### TASK DESCRIPTION
Copy out each line of the records below that contains the word "white".

### DATASET RECORDS
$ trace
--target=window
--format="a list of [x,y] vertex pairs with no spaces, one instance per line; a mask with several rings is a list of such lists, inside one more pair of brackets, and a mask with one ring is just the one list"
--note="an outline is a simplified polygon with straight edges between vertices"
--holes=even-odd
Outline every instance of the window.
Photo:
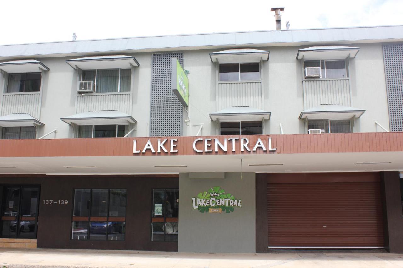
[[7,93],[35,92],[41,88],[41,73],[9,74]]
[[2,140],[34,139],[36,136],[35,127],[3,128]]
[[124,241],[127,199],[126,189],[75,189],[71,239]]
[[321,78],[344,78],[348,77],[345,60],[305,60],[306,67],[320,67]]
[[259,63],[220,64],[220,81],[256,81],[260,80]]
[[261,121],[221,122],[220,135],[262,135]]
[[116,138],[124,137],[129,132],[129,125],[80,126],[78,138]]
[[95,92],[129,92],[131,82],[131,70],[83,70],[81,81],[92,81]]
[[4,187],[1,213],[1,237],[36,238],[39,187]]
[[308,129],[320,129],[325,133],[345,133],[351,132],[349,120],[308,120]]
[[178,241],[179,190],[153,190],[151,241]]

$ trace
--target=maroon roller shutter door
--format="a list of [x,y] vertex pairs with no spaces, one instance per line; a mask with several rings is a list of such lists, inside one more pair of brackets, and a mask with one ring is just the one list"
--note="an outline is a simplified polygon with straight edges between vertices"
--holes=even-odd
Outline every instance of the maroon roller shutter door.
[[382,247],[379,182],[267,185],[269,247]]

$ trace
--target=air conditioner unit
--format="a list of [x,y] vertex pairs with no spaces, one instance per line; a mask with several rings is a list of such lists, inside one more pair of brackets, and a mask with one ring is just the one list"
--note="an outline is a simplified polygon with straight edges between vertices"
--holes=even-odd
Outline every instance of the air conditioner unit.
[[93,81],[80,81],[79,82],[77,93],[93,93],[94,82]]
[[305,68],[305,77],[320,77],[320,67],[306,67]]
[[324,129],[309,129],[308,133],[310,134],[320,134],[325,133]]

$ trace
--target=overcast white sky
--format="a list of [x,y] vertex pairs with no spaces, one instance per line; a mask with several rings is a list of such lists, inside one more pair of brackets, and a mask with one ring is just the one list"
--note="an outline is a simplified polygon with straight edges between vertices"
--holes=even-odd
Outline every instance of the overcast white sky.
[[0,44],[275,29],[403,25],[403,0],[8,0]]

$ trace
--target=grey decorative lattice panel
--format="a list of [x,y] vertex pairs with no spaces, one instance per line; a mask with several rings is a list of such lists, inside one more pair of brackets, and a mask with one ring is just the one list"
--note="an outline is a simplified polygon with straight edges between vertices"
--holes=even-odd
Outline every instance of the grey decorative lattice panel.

### ANSWER BELOW
--target=overcast white sky
Outline every instance of the overcast white sky.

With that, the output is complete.